**Exercise passage**

A factory worker was fired from his job because he failed a drug test after eating his favourite bread.
Marcin Konieczny, a 35-year-old dad-of-two, had only been in the job for two weeks when he was asked to give a sample for the random drugs test. He wasn’t worried though, as Marcin said he’s never taken drugs, doesn’t smoke and only has a glass of wine about once a month.
However, the bosses at the factory said his drug test came back positive for small traces of opiates, and he was immediately let go from his job at the Cod Beck Blenders factory in Yorkshire.
Marcin said:
I’m absolutely devastated. I felt so powerless and discriminated against so badly. I was so shocked because I have never smoked, never taken drugs and very rarely drink wine.
I was forced to leave work straight away but I can’t drive so I had to wait around in the cold all day for a lift.
Determined to prove that the drug test was wrong, Marcin carried out his own research, and found out the elements of opiates found could have come from seeded bread. The 35-year-old ate Aldi’s Honey Soaked Seeded Bloomer fairly regularly, so took a sample of it to a private laboratory.
The test came back with the same ‘non-negative’ result – which meant there were in fact trace elements of the drug in the bread too.
Marcin said:
I started researching on the internet and found stories of other people who tested positively for drugs after eating seeded bread.
My wife and I had just started changing our diet and eating more healthily. I had been eating the bread every day.

**Required actions**
a – Please copy the drug test story word for word, beginning at the words "The test came" and stopping after "bread every day.".
b – In the drug test story, how long had Marcin been in the job when he was asked to give a sample for the drugs test?
The records have no connection to the drug test story.

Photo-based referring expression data
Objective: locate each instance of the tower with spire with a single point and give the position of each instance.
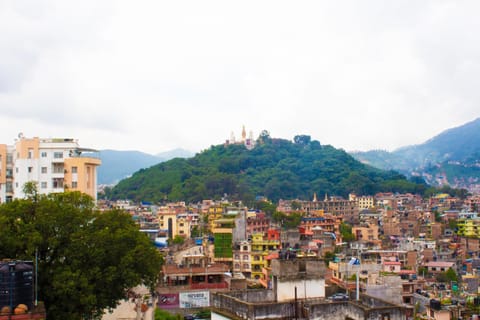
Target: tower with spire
(249, 142)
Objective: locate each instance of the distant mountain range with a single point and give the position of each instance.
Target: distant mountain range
(452, 158)
(118, 165)
(275, 169)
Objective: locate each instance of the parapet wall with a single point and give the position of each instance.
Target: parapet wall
(298, 269)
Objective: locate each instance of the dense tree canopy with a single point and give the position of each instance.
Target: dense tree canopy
(87, 259)
(275, 168)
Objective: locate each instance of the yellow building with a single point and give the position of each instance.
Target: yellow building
(55, 164)
(362, 202)
(366, 232)
(469, 228)
(173, 223)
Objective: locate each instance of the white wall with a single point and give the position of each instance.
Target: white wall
(314, 288)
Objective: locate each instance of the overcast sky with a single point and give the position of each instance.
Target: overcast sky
(157, 75)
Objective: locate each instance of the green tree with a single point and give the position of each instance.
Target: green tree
(87, 260)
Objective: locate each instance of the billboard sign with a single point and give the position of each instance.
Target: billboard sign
(195, 299)
(168, 300)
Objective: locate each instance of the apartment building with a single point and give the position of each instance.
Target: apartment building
(55, 164)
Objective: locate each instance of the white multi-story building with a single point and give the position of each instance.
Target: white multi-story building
(55, 164)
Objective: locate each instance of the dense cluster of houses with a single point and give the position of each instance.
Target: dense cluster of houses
(420, 254)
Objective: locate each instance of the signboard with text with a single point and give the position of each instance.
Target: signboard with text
(168, 301)
(194, 299)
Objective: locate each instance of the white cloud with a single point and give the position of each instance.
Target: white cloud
(153, 76)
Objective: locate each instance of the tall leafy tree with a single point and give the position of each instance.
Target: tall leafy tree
(87, 259)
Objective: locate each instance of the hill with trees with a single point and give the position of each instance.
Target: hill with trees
(275, 168)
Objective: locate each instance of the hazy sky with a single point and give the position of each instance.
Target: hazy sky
(157, 75)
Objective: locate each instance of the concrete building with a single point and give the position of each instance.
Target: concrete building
(298, 293)
(55, 164)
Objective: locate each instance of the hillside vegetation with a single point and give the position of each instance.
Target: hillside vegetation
(275, 168)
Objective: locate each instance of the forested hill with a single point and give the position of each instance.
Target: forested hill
(275, 168)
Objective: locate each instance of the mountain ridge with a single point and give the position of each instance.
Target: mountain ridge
(450, 157)
(275, 168)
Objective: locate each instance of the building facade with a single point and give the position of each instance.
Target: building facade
(54, 164)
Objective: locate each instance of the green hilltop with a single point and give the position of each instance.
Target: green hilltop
(275, 169)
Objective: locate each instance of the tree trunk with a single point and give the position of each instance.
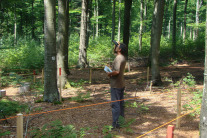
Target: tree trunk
(127, 18)
(113, 20)
(198, 6)
(97, 14)
(203, 115)
(174, 28)
(15, 25)
(50, 65)
(141, 25)
(62, 41)
(119, 24)
(145, 14)
(67, 38)
(83, 36)
(155, 40)
(197, 19)
(169, 29)
(33, 21)
(185, 15)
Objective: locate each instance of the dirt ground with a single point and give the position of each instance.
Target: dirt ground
(155, 107)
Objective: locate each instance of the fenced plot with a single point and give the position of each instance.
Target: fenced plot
(149, 111)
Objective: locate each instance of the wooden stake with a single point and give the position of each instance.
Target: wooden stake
(128, 66)
(42, 76)
(178, 107)
(90, 76)
(20, 125)
(0, 78)
(147, 76)
(150, 86)
(170, 130)
(60, 84)
(34, 76)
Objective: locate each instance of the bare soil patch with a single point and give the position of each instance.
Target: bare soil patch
(161, 103)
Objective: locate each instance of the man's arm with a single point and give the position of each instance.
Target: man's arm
(113, 73)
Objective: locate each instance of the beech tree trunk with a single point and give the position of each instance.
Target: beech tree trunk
(174, 28)
(185, 15)
(97, 14)
(155, 40)
(83, 36)
(62, 41)
(119, 24)
(203, 115)
(141, 25)
(127, 22)
(50, 65)
(113, 20)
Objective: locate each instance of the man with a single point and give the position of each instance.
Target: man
(117, 83)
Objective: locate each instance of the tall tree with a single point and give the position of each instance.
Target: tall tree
(50, 65)
(62, 40)
(119, 23)
(198, 6)
(127, 21)
(155, 40)
(141, 25)
(185, 16)
(174, 28)
(82, 62)
(97, 14)
(203, 115)
(113, 20)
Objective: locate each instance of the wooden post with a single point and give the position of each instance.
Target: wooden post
(128, 66)
(0, 78)
(170, 130)
(147, 76)
(42, 76)
(60, 84)
(20, 125)
(150, 86)
(178, 107)
(90, 77)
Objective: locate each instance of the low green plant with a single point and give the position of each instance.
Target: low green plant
(194, 103)
(55, 129)
(81, 97)
(9, 107)
(189, 80)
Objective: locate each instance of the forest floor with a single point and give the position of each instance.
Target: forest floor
(149, 109)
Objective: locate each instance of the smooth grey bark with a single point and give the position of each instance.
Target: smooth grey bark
(155, 40)
(203, 115)
(62, 42)
(50, 64)
(82, 62)
(141, 25)
(198, 6)
(113, 20)
(127, 22)
(97, 14)
(119, 23)
(169, 25)
(15, 25)
(185, 16)
(174, 28)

**Outputs for the tasks**
a –
The test came back with the same ‘non-negative’ result – which meant there were in fact trace elements of the drug in the bread too.
Marcin said:
I started researching on the internet and found stories of other people who tested positively for drugs after eating seeded bread.
My wife and I had just started changing our diet and eating more healthily. I had been eating the bread every day.

b – Two weeks.